Sementara sektor industri pengolahan menjadi sumber polusi terbesar untuk polutan SO2 (61.96 %), dan merupakan kontributor terbesar kedua untuk NOx (11.4.9 %), PM10 (33.9 %) dan PM2.5 (26.81 %).
“Artinya, akar IKU seharusnya mampu mengukur polutan udara yang signifikan dan berbahaya untuk manusia. Jadi tidak hanya NO2 dan SO2, tapi PM2.5 dan Ozon (O3). Ini seolah mengabaikan polutan yang sering kali melebihi baku mutu,” kata Bondan kepada Greeners, di Jakarta, Kamis (6/1).
Covid-19 Tak Menjamin Penurunan Emisi Kendaraan
Peningkatan skor IKU tak lepas dari tren penurunan emisi imbas kondisi pandemi Covid-19. Pandemi membatasi mobilitas manusia dua tahun belakangan. Bondan tak menampik hal itu. Namun, ia menyoroti ada banyak faktor yang memengaruhi kualitas udara. Kondisi pandemi Covid-19 bukan jaminan tren penurunan emisi dibanding faktor lainnya.
“Misalnya, kami temukan pada bulan Juli 2021 saat PPKM darurat di DKI Jakarta justru PM2.5 meningkat signifikan karena jumlah curah hujan yang kecil dan jumlah hari hujan sedikit. Ini memungkinkan terjadinya pencucian polutan,” ungkapnya.
Sementara itu, Direktur Jendral Pengendalian Pencemaran dan Kerusakan Lingkungan Kementerian Lingkungan Hidup dan Kehutanan (KLHK), Sigit Reliantoro menyatakan, capaian IKU relatif lebih bagus jika KLHK bandingkan indeks lainnya. Meski demikian, perbaikan juga terus KLHK lakukan untuk memastikan peningkatan IKU di tahun 2022.
IKU pada tahun 2021 mengalami peningkatan sebesar 0,02 poin dari 87,21 pada tahun 2020 menjadi 87,23 poin pada 2021. Nilai ini melampaui target IKU, yakni 84.20 poin.
IKU merupakan ukuran yang digunakan untuk menilai pencemaran udara dan memperlihatkan seberapa buruk kualitas udara di suatu daerah. IKU juga menjadi salah satu indikator yang ada dalam indeks kualitas lingkungan hidup (IKLH).

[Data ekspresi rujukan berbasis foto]
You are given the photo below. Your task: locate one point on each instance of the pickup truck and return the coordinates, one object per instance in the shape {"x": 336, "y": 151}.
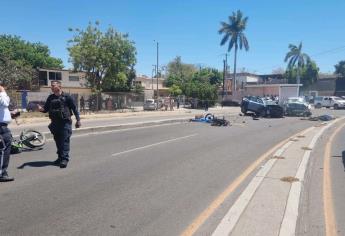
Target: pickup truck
{"x": 329, "y": 101}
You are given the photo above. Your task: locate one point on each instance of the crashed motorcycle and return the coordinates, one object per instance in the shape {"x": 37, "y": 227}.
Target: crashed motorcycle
{"x": 28, "y": 139}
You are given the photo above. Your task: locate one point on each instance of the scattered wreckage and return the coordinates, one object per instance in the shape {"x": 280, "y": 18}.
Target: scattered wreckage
{"x": 211, "y": 119}
{"x": 261, "y": 107}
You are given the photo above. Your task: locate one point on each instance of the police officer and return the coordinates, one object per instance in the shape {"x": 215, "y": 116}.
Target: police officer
{"x": 60, "y": 107}
{"x": 5, "y": 136}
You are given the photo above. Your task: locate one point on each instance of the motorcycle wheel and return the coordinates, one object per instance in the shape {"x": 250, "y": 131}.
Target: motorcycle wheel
{"x": 32, "y": 138}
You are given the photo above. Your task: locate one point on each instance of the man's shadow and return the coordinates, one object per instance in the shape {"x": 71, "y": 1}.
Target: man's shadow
{"x": 343, "y": 158}
{"x": 37, "y": 164}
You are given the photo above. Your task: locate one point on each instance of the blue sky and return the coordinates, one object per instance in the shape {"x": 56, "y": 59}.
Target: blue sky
{"x": 189, "y": 28}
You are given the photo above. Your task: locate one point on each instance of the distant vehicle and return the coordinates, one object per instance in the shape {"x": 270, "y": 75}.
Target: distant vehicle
{"x": 261, "y": 107}
{"x": 329, "y": 101}
{"x": 32, "y": 105}
{"x": 150, "y": 105}
{"x": 297, "y": 106}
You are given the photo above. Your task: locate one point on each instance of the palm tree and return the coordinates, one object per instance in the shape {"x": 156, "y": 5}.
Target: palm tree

> **Ketentuan Tugas 1**
Menurut kutipan tentang kualitas udara, berapa nilai IKU pada tahun 2021?
> **Ketentuan Tugas 2**
Kutip dari kutipan tentang kualitas udara bagian yang dibuka dengan kata-kata "Sementara itu, Direktur" dan ditutup dengan "di tahun 2022.".
Daftar tersebut merupakan materi tersendiri yang terpisah dari kutipan tentang kualitas udara.

> **Penyelesaian Soal 1**
87,23 poin

> **Penyelesaian Soal 2**
Sementara itu, Direktur Jendral Pengendalian Pencemaran dan Kerusakan Lingkungan Kementerian Lingkungan Hidup dan Kehutanan (KLHK), Sigit Reliantoro menyatakan, capaian IKU relatif lebih bagus jika KLHK bandingkan indeks lainnya. Meski demikian, perbaikan juga terus KLHK lakukan untuk memastikan peningkatan IKU di tahun 2022.